TEXTO DE REFERENCIA:
"(...) En estos últimos años, al menos, los medios han tenido un papel mucho más activo que los poderes económicos. Y esto refleja unas cuantas cosas. La primera, que este Gobierno ha sido capaz de conjugar redistribución con beneficios. El Ibex y la CEOE han estado tranquilos y colaborativos, la mayor parte del tiempo, porque han sabido que para salir de las crisis pandémica e inflacionaria hacía falta intervención pública, estabilidad en el empleo y asumir una ligera carga fiscal. Les iba la supervivencia en ello. También la de todos. Cosas que se saben y se comentan en privado, cuando llega el café, pero que jamás reconocerán en público: estos rojos son gente seria cuando se ponen.

TAREAS A REALIZAR:
1: Responde con datos del texto sobre los medios y los poderes económicos:
(a) En estos últimos años, ¿quiénes han tenido un papel mucho más activo que los poderes económicos?
(b) ¿Qué ha sido capaz de conjugar este Gobierno?
(c) ¿Qué hacía falta para salir de las crisis pandémica e inflacionaria?
2: Escribe la continuación del texto sobre los medios y los poderes económicos a partir de su última frase.
Las filas no intervienen en esto.

DATOS PROPORCIONADOS:
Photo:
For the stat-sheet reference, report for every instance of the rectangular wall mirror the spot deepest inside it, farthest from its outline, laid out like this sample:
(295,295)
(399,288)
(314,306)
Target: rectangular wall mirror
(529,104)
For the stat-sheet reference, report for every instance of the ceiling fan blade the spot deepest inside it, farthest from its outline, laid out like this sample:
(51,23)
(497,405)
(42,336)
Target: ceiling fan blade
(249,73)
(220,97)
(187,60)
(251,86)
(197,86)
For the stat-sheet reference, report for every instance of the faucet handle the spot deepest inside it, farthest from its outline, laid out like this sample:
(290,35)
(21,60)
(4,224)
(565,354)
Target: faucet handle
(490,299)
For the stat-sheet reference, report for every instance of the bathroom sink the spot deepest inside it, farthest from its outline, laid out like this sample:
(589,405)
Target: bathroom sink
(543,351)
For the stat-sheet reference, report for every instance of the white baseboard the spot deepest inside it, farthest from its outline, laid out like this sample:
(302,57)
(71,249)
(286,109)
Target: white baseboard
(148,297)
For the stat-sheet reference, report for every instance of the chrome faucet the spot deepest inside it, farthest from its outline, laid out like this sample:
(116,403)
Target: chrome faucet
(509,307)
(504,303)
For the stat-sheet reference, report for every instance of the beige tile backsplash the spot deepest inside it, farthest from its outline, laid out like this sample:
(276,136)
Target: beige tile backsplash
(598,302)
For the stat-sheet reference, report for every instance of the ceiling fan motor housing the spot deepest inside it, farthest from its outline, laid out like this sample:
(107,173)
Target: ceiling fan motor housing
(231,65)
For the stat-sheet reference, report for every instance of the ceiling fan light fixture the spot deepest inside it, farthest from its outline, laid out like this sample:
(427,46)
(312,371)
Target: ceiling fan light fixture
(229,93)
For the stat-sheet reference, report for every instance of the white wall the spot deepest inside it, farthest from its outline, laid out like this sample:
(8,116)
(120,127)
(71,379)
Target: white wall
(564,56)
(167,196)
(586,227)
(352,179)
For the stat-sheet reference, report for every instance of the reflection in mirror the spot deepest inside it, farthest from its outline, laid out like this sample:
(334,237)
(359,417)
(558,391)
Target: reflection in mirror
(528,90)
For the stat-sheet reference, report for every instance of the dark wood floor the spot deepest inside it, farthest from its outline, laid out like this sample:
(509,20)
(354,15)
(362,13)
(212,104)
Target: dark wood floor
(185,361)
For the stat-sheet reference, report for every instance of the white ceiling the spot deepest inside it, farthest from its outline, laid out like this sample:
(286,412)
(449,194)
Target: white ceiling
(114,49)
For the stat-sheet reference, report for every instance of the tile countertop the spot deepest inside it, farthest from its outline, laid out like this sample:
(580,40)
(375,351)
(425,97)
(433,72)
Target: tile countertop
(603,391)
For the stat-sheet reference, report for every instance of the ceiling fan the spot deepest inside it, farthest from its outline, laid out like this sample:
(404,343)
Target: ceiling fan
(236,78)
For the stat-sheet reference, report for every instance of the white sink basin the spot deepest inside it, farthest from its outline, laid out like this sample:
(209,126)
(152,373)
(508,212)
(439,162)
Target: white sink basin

RESPUESTAS DEL EJERCICIO:
1:
(a) Los medios.
(b) Redistribución con beneficios.
(c) Intervención pública, estabilidad en el empleo y asumir una ligera carga fiscal.

2:
Por contra, la mayor batalla contra el Gobierno ha venido de la mano del sistema mediático e institucional. La democracia tiene un problema con aquellas zonas del Estado que se piensan herederas, aún, de la cruzada nacional. Despachos en maderas nobles donde el aire ha entrado poco y mal desde 1978. Cambiaron las caras, siguieron los apellidos. Creen que, pase lo que pase en unas elecciones, ellos son el baluarte para que España no se salga de los raíles del orden, su orden. Y tienen razón. El Estado es redistribución pero también continuidad reaccionaria. Para no llevarse sorpresas conviene leer a Keynes, pero también a Lenin. De saber solventar esta tensión, entre justicia social y regresismo institucional, depende en buena medida el progreso.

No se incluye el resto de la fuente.